## ページ

========

本発明は、導電性組成物に関し、より詳細には、トランスデューサの電極として好適に使用することができる導電性組成物に関する。
トランスデューサは、いわゆる変換器であり、ある種類のエネルギーを別なものに変える装置のことである。例えば、電気的エネルギーを運動エネルギーに変えるアクチュエーターや、形状の変形により電気信号を発生するセンサー等である。例えばアクチュエーターは、誘電エラストマーからなる誘電層を一対の電極で挟持した構造を有している。このような構造を有するアクチュエーターは、電極間への印加電圧を大きくすることで電極間の静電引力が大きくなるため、電極に挟まれた誘電層が圧縮されて平行方向に伸長する一方、印加電圧を小さくすると電極間の静電引力が小さくなり、圧縮力が小さくなることで、誘電層は平行方向に収縮する。このようにアクチュエーターは、誘電層を伸長、収縮させることで駆動する特性を有するため、近年、導電性高分子、イオン導電性高分子、誘電体エラストマー等の高分子材料を利用したアクチュエーターが提案されている。

========

## 提供資料

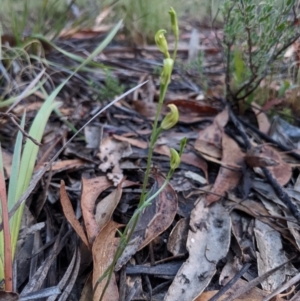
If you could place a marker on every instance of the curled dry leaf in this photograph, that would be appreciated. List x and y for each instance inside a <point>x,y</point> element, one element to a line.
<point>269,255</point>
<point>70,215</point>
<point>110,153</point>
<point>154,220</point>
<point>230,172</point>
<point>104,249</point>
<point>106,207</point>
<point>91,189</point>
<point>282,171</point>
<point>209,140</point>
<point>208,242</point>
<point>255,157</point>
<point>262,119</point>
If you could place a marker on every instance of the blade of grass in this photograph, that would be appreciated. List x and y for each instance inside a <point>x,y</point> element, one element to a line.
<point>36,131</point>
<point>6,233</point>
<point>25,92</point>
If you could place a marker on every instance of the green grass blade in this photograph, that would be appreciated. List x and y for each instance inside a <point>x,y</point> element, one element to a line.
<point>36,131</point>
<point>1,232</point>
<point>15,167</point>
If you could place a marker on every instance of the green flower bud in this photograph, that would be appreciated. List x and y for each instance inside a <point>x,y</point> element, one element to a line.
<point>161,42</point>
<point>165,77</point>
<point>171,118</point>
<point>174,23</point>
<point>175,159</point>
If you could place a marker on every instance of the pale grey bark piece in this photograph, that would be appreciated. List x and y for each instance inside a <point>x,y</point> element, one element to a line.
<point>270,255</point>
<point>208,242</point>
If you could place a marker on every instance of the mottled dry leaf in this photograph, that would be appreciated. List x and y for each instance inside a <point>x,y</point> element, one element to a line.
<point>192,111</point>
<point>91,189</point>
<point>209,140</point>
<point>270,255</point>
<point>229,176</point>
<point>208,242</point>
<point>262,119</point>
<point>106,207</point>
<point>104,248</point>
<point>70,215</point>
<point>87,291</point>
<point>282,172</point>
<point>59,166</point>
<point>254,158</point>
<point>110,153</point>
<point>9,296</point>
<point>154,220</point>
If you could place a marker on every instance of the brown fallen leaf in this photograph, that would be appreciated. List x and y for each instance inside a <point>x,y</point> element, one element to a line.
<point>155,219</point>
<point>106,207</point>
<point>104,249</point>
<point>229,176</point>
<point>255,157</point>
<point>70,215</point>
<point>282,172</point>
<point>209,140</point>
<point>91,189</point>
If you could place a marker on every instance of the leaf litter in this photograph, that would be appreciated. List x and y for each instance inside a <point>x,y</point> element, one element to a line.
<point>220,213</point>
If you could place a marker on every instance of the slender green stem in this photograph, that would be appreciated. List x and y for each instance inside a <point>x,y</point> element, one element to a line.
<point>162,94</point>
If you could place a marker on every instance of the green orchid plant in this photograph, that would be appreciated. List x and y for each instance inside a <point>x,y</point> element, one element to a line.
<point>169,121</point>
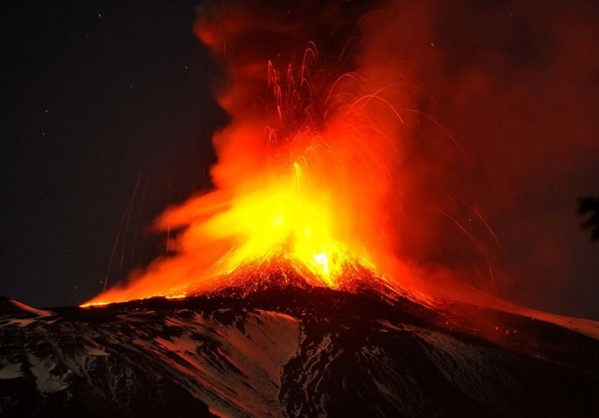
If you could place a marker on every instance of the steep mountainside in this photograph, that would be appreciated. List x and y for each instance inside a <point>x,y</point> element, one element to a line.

========

## 実施事項
1) 導電性組成物の説明の中で、アクチュエーターに利用される高分子材料として挙げられているものをすべて列挙してください。
2) 導電性組成物の説明のうち、「本発明は、導電性組成物に関し」から「ュエーターが提案されている。」までの部分を一字一句正確に書き写してください。
3) 導電性組成物の説明を、最後の文の後から書き継いでください。
エントリは別の出典から取得したものです。

## 演習結果
1) 導電性高分子、イオン導電性高分子、誘電体エラストマー

2)
本発明は、導電性組成物に関し、より詳細には、トランスデューサの電極として好適に使用することができる導電性組成物に関する。
トランスデューサは、いわゆる変換器であり、ある種類のエネルギーを別なものに変える装置のことである。例えば、電気的エネルギーを運動エネルギーに変えるアクチュエーターや、形状の変形により電気信号を発生するセンサー等である。例えばアクチュエーターは、誘電エラストマーからなる誘電層を一対の電極で挟持した構造を有している。このような構造を有するアクチュエーターは、電極間への印加電圧を大きくすることで電極間の静電引力が大きくなるため、電極に挟まれた誘電層が圧縮されて平行方向に伸長する一方、印加電圧を小さくすると電極間の静電引力が小さくなり、圧縮力が小さくなることで、誘電層は平行方向に収縮する。このようにアクチュエーターは、誘電層を伸長、収縮させることで駆動する特性を有するため、近年、導電性高分子、イオン導電性高分子、誘電体エラストマー等の高分子材料を利用したアクチュエーターが提案されている。

3)
上記のようなエラストマーを用いたトランスデューサでは、誘電体エラストマーの変形に追従するように電極も変形できることが望ましい。即ち、市販の銀ペーストから形成された電極では柔軟性に乏しく、バインダー自体の弾性率も高いことに加えて、銀粉末が高充填されているため、形成された電極の弾性率は高くなり、誘電体エラストマーが変形した際に電極が追従できずにクラックが発生し、著しく電気抵抗が増加してしまう場合がある。また、電圧損失をできるだけ少なくし、応答性を向上させるためには、電極が変形した場合でも電極の電気抵抗が低いことが望ましいといえる。
このような観点から、例えば、特許文献1では、電極として、カーボンブラックや銀粉等の導電粒子に溶剤やエラストマーを配合したペーストを使用することが提案されている。また、特許文献2には、導電粒子として形状の異なる二種類の金属フィラーをエラストマーに配合した導電性組成物からなる導電膜が開示されている。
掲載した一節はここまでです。